--- START ---

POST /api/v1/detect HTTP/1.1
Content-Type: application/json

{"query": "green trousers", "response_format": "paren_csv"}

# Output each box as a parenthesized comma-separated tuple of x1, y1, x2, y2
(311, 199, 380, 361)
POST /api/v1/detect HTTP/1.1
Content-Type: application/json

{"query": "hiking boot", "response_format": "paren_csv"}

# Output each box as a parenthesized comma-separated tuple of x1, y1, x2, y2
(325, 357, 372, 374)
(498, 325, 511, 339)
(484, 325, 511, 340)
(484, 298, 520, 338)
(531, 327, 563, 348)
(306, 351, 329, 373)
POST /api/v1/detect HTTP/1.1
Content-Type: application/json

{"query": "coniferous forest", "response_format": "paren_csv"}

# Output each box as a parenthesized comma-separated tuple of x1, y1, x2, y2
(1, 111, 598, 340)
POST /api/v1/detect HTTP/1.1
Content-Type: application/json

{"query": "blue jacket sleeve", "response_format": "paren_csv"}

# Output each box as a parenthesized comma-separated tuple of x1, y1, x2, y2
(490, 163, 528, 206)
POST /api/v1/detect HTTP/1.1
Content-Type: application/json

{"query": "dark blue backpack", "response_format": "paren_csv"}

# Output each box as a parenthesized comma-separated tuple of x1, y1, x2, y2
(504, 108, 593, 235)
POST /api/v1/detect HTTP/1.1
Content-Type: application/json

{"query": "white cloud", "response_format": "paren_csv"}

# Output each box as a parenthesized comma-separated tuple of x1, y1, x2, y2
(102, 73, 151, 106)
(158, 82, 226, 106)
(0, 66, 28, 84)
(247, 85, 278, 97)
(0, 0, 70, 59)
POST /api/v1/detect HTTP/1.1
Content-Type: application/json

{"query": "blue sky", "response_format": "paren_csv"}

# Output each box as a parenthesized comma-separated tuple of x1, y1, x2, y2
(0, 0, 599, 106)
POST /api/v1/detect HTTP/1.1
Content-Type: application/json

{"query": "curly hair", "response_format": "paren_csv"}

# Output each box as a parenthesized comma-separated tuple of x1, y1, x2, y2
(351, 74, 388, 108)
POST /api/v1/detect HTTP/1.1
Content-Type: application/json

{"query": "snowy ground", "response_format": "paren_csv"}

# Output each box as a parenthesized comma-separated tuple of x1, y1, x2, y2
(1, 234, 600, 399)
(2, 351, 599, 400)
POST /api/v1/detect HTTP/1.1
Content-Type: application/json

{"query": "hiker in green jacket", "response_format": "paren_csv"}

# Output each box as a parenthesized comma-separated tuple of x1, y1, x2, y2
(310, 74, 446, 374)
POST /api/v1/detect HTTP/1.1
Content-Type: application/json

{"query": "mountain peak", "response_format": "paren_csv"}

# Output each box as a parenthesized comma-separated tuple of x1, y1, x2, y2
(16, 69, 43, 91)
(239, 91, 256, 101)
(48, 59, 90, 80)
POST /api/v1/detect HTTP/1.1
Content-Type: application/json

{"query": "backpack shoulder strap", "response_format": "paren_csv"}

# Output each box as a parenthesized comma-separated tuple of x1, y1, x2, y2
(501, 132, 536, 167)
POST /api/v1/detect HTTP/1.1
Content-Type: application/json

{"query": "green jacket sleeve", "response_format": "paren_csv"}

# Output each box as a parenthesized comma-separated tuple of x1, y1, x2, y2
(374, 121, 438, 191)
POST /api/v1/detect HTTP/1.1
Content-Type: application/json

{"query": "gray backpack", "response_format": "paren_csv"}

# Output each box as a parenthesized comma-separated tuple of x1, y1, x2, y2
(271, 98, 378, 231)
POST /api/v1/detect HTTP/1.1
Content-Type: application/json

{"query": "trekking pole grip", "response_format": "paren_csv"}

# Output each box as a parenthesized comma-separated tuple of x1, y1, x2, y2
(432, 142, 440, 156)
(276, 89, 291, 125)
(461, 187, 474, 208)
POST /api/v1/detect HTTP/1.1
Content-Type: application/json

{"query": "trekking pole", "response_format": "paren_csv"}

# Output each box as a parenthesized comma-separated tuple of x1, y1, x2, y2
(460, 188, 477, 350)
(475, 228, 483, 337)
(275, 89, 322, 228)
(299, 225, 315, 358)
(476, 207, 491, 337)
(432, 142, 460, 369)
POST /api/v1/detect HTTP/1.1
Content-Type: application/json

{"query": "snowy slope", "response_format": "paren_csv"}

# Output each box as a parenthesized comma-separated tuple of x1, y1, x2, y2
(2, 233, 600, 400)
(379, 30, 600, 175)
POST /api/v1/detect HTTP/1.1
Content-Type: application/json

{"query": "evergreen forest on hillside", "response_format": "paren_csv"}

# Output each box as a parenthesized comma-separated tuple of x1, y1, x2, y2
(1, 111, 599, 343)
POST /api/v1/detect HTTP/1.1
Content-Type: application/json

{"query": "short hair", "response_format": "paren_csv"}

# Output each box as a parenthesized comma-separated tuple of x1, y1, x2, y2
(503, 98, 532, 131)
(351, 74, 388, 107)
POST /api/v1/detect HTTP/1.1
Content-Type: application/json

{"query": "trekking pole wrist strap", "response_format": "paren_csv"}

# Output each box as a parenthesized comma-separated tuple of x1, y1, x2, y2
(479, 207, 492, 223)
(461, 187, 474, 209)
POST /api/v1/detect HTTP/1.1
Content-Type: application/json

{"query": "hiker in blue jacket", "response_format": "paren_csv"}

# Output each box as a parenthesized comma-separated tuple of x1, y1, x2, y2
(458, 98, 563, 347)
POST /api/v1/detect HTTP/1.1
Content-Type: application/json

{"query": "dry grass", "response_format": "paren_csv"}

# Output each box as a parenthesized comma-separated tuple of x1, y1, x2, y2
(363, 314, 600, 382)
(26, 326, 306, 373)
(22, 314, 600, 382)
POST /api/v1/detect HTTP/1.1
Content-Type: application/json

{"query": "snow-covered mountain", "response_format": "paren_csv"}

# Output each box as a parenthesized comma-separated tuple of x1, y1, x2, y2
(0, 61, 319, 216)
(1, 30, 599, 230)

--- END ---

▶ How to complete this task:
Would you output every line of the listing exactly as given?

▶ Completed task:
POST /api/v1/detect HTTP/1.1
Content-Type: application/json

{"query": "green trousers", "response_format": "paren_csv"}

# Output each box as a parenthesized comma-separated tuple of x1, y1, x2, y2
(311, 199, 380, 361)
POST /api/v1/detect HTTP/1.1
Content-Type: application/json

{"query": "hiking boot", "response_format": "paren_csv"}

# Output each box as a parenthesized comma-separated tuple of x1, y1, x2, y2
(325, 357, 372, 374)
(498, 325, 511, 339)
(484, 325, 511, 340)
(484, 298, 520, 338)
(531, 327, 563, 348)
(306, 351, 329, 373)
POST /api/v1/detect HTTP/1.1
Content-Type: application/json

{"query": "coniferous forest", "response_format": "paren_csv"}

# Output each box as a parenthesized comma-separated tuple of x1, y1, x2, y2
(1, 111, 598, 340)
POST /api/v1/detect HTTP/1.1
Content-Type: application/json

{"query": "blue jacket sleeve", "response_format": "paren_csv"}

# Output each box as a parenthesized comma-separated tuple of x1, y1, x2, y2
(490, 163, 528, 206)
POST /api/v1/detect HTTP/1.1
Content-Type: application/json

{"query": "dark blue backpack", "response_format": "paren_csv"}

# Output each box as a parenthesized comma-separated tuple of x1, y1, x2, y2
(504, 108, 593, 235)
POST /api/v1/detect HTTP/1.1
Content-Type: application/json

{"query": "white cloud", "response_format": "paren_csv"}

# Output each box as a parenthesized comma-separated tuple of x1, y1, x2, y2
(102, 73, 151, 106)
(158, 82, 226, 106)
(0, 66, 28, 84)
(247, 85, 278, 97)
(0, 0, 70, 59)
POST /api/v1/detect HTTP/1.1
Content-Type: application/json

{"query": "blue sky", "response_format": "paren_csv"}

# Output each box as a parenthesized comma-separated tuple of x1, y1, x2, y2
(0, 0, 599, 106)
POST /api/v1/detect HTTP/1.1
Content-Type: application/json

{"query": "curly hair", "response_format": "paren_csv"}

# Output each box as a parenthesized comma-separated tuple of x1, y1, x2, y2
(351, 74, 388, 108)
POST /api/v1/detect HTTP/1.1
Content-Type: application/json

{"query": "snowy ground", "response_format": "paren_csv"}

# Output each box as a parenthesized comma-separated tuple of x1, y1, x2, y2
(1, 234, 600, 399)
(2, 351, 599, 400)
POST /api/v1/detect HTTP/1.1
Content-Type: application/json

{"query": "hiker in green jacket", "response_format": "paren_csv"}

# Output each box as a parenthesized comma-separated tuple of x1, y1, x2, y2
(310, 74, 446, 374)
POST /api/v1/detect HTTP/1.1
Content-Type: application/json

{"query": "mountain peak", "response_format": "paren_csv"}

# Output each box as a parenthesized comma-separated tuple of x1, y1, x2, y2
(16, 69, 43, 91)
(239, 91, 256, 101)
(48, 59, 90, 80)
POST /api/v1/detect HTTP/1.1
Content-Type: application/json

{"query": "backpack shoulder strap", "response_format": "paren_csv"}

# Output each box as a parenthesized comma-separated tuple of x1, y1, x2, y2
(501, 132, 536, 167)
POST /api/v1/detect HTTP/1.1
Content-Type: application/json

{"query": "green jacket sleeve", "response_format": "paren_csv"}

# Output each box as a parenthesized comma-separated tuple of x1, y1, x2, y2
(374, 121, 438, 191)
POST /api/v1/detect HTTP/1.1
Content-Type: application/json

{"query": "gray backpack", "response_format": "paren_csv"}

# Output each box as a parenthesized comma-separated tuple of x1, y1, x2, y2
(271, 98, 378, 231)
POST /api/v1/detect HTTP/1.1
Content-Type: application/json

{"query": "trekking pole grip", "response_format": "paren_csv"}

# Output each box as a parenthesized comma-separated tuple of x1, y1, x2, y2
(432, 142, 440, 156)
(276, 89, 291, 125)
(461, 187, 474, 208)
POST /api/v1/detect HTTP/1.1
Content-Type: application/json

{"query": "trekking pole", "response_format": "paren_csv"}

# Output each box as a parenthesized comma-separated tuple of x1, y1, x2, y2
(460, 188, 477, 350)
(475, 228, 483, 337)
(275, 89, 322, 228)
(299, 225, 315, 358)
(476, 207, 491, 337)
(432, 142, 460, 369)
POST /api/v1/detect HTTP/1.1
Content-Type: application/json

{"query": "snowy slope", "response_format": "paren_csv"}

# Output each box as a parenthesized comma-separated tuple of x1, y1, x2, y2
(2, 233, 600, 400)
(379, 30, 600, 175)
POST /api/v1/detect HTTP/1.1
Content-Type: application/json

{"query": "evergreen forest on hillside", "response_format": "paren_csv"}

# Output each box as a parenthesized comma-separated tuple of x1, y1, x2, y2
(1, 111, 599, 343)
POST /api/v1/detect HTTP/1.1
Content-Type: application/json

{"query": "short hair", "response_format": "paren_csv"}

# Output each box as a parenthesized comma-separated tuple of x1, y1, x2, y2
(503, 98, 532, 131)
(351, 74, 388, 107)
POST /api/v1/detect HTTP/1.1
Content-Type: application/json

{"query": "trekking pole wrist strap", "response_format": "paren_csv"}

# Output each box as a parenthesized comma-separated tuple of x1, y1, x2, y2
(479, 207, 492, 223)
(461, 187, 474, 209)
POST /api/v1/detect HTTP/1.1
Content-Type: application/json

{"query": "hiker in blue jacket", "response_format": "paren_csv"}

# Output each box as a parenthesized comma-separated tuple of x1, y1, x2, y2
(458, 98, 563, 347)
POST /api/v1/detect HTTP/1.1
Content-Type: application/json

{"query": "dry grass", "response_format": "paren_csv"}

# Output each box as a parenthesized comma-separated tuple of x1, y1, x2, y2
(363, 314, 600, 382)
(26, 326, 306, 373)
(22, 314, 600, 382)
POST /api/v1/detect HTTP/1.1
Content-Type: application/json

{"query": "snow-covered mountain", "response_format": "paren_csv"}

# Output each box as a parenthesized comma-separated tuple of x1, y1, x2, y2
(0, 61, 319, 216)
(1, 30, 599, 230)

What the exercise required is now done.